GIVEN RECORDS:

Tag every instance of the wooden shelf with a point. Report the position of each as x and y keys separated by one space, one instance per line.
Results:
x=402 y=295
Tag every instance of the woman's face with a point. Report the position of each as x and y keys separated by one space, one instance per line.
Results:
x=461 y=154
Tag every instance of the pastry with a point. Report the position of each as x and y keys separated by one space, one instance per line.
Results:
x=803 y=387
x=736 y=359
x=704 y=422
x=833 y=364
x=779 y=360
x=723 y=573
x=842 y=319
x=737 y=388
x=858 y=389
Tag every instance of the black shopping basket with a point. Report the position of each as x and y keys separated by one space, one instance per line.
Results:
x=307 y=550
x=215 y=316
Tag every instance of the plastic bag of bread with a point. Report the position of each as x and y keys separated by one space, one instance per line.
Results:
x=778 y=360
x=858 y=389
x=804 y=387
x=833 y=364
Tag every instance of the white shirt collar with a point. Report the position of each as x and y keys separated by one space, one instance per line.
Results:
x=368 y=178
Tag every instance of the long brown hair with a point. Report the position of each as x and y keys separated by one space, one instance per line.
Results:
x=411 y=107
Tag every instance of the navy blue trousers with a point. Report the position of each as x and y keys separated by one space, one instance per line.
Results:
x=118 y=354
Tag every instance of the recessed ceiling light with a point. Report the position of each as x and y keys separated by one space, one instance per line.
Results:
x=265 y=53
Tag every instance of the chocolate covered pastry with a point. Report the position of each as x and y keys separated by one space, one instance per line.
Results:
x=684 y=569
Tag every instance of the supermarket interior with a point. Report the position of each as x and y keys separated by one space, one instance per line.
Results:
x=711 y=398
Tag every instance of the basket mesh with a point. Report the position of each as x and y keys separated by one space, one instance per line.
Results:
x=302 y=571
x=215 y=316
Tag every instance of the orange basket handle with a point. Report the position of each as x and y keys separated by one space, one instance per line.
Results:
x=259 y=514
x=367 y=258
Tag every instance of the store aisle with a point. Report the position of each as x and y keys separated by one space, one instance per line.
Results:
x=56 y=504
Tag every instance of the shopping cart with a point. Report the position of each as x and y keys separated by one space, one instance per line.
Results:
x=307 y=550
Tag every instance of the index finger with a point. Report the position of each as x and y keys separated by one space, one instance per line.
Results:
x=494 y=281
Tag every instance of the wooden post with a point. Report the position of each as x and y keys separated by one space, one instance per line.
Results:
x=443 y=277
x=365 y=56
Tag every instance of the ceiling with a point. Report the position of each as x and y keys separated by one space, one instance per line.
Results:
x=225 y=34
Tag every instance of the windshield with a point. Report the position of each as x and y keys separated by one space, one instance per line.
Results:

TO BE DONE:
Reproduce all of the entries above verbatim, line by line and in their original order.

COMPLETE ANSWER:
Tag every instance of the wooden shelf with a point. Report the position of each as x and y keys separated by one space, one instance per line.
Results:
x=402 y=295
Tag every instance of the woman's face with a point. Report the position of each as x and y keys separated by one space, one instance per line.
Results:
x=461 y=154
Tag every instance of the pastry with a point. Report the position of each as x and y keys separated by one space, one instance per line.
Results:
x=803 y=387
x=736 y=359
x=704 y=422
x=833 y=364
x=779 y=360
x=723 y=573
x=842 y=319
x=737 y=388
x=858 y=389
Tag every instance of the black shopping basket with a point. Report the position of each as x and y keys separated by one space, one instance per line.
Results:
x=307 y=550
x=215 y=316
Tag every instance of the plastic bag of bread with a point. Report the position of each as x and y keys separated by one space, one instance per line.
Results:
x=778 y=360
x=858 y=389
x=804 y=387
x=833 y=364
Tag every instance of the white shirt collar with a point. Report the position of each as x and y keys separated by one space, one instance per line.
Results:
x=368 y=178
Tag every instance of the long brown hair with a point. Report the position of each as x and y keys separated by one space, one instance per line.
Results:
x=411 y=107
Tag every instance of the navy blue trousers with a point. Report the position of each as x and y keys separated by one space, one instance per line.
Results:
x=118 y=354
Tag every instance of the recessed ceiling light with a point. Report the position of each as x and y keys separated by one space, one instance per line.
Results:
x=265 y=53
Tag every instance of the chocolate covered pastry with a point. Report the position of each as x and y keys separated by one space, one instance per line.
Results:
x=684 y=569
Tag every instance of the supermarket interior with a point. Report the position of each as x and y keys separated by one space, one instance per line.
Results:
x=711 y=398
Tag every instance of the basket mesh with a point. Report the position of each as x and y keys separated by one space, one instance per line.
Results:
x=302 y=571
x=215 y=316
Tag every instance of the orange basket handle with a point. Report the position of each as x and y keys separated by one space, one instance per line.
Results:
x=259 y=514
x=367 y=258
Tag every instance of the store aisle with a point. Report the position of each as x and y keys separated by one space, one instance per line.
Results:
x=56 y=504
Tag every instance of the shopping cart with a point. Report the position of each as x and y keys separated by one space, one instance per line.
Results:
x=307 y=550
Tag every instance of the index finger with a point. Report the position of each as x and y keys separated by one space, one instance per line.
Results:
x=494 y=281
Tag every instance of the wooden post with a point. Report the position of each as x and y keys separated by one space, one instance per line.
Results:
x=443 y=277
x=365 y=56
Tag every instance of the ceiling with a point. Report the position of each as x and y keys separated by one space, one instance per line.
Results:
x=225 y=34
Tag every instance of the windshield with a point. Report the position of each as x and y keys separated by one space, one instance per line.
Results:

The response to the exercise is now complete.